> Data for processing:
*****

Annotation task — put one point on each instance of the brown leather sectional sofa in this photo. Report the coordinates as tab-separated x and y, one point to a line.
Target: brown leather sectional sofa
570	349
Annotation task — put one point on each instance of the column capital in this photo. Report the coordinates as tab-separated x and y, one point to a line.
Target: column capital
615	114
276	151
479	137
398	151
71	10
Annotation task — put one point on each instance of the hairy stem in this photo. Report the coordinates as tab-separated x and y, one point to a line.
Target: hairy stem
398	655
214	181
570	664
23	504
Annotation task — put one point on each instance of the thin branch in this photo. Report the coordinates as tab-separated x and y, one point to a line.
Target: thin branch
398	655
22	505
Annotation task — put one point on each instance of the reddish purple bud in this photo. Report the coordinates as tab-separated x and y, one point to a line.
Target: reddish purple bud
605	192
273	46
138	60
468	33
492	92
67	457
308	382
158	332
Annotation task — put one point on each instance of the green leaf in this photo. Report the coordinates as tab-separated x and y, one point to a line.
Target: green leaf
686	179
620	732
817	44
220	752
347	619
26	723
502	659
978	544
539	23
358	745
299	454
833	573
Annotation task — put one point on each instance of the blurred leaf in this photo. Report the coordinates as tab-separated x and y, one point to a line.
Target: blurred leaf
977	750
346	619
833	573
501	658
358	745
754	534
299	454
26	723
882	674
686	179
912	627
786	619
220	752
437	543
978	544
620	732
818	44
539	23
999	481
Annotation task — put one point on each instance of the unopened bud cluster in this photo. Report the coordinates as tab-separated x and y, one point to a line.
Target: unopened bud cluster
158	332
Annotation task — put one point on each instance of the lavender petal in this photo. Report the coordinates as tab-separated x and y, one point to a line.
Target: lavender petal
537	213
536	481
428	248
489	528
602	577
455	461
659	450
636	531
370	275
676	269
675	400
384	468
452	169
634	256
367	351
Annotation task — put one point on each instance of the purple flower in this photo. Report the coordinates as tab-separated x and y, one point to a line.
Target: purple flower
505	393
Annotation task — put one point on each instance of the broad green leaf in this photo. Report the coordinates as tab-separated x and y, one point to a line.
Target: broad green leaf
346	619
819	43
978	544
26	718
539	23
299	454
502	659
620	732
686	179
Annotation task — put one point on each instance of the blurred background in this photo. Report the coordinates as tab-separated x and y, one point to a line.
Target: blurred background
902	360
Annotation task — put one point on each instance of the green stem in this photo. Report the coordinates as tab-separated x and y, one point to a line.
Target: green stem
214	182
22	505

*****

> Task prompt:
What is needed is an exact transcription of every entry.

> Solution to this problem:
Annotation task — put one point on each instance of the brown leather sectional sofa in this photo. Report the coordinates as tab-separated x and y, one point to a line.
Target: brown leather sectional sofa
570	349
Annotation task — put one point on each instance of the column capital in this photo. Report the coordinates as tab-separated x and y, one point to a line.
Target: column capital
615	114
276	151
479	137
398	151
71	10
Annotation task — put one point on each instance of the hairy stem in this photo. Report the coordinates as tab-separated x and y, one point to a line.
Target: hairy stem
398	655
214	181
570	664
23	504
Annotation task — put one point on each instance of the thin branch in this photo. Report the coordinates as tab-separated x and y, one point to a line.
Target: thin branch
398	655
22	505
Annotation task — put one point on each instance of the reddish purple bud in this photo. Report the coordinates as tab-separated x and y, one point to a line.
Target: reddish purple bud
605	192
273	46
138	60
468	33
492	92
67	457
308	382
158	332
Annotation task — put one point on each instance of the green leaf in this photo. Report the coordinates as tab-separated x and y, one point to a line.
Target: green leaf
686	179
620	732
817	44
220	752
347	619
26	723
502	659
978	544
539	23
358	745
299	454
833	573
Annotation task — put one point on each instance of the blurred leaf in this photo. Report the coordinates as tab-separated x and y, one point to a line.
Target: blurred leaf
977	750
346	619
833	573
501	658
358	745
754	534
299	454
26	723
882	674
686	179
912	627
786	619
220	752
437	543
978	544
620	732
818	44
539	23
999	481
Annotation task — put one point on each instance of the unopened bud cluster in this photo. Report the coordinates as tab-separated x and y, one point to a line.
Target: unopened bud cluster
158	332
Annotation task — put one point on each instance of the lavender petal in this photo. Report the coordinates as tab-separated x and y, one point to a line.
Target: lavender petal
537	213
536	481
428	248
489	528
602	577
455	461
659	450
636	531
370	275
676	269
675	400
384	468
452	169
634	256
367	351
Annotation task — put one point on each instance of the purple flower in this photo. Report the coordinates as tab-separated x and y, one point to a line.
Target: purple flower
505	393
Annotation task — put one point on each instance of the broad green leaf in this photo. Report the coordinates as tab-separated x and y, one point to a line.
Target: broad green leaf
346	619
819	43
978	544
26	718
539	23
299	454
502	659
620	732
686	179
Annotation task — put one point on each instance of the blurred background in this photo. Report the coordinates as tab-separated x and y, one point to a line.
Target: blurred background
902	360
Annotation task — put one point on each instance of the green stem in this photo. Report the coordinates as tab-separated x and y, one point to a line.
Target: green stem
214	182
22	505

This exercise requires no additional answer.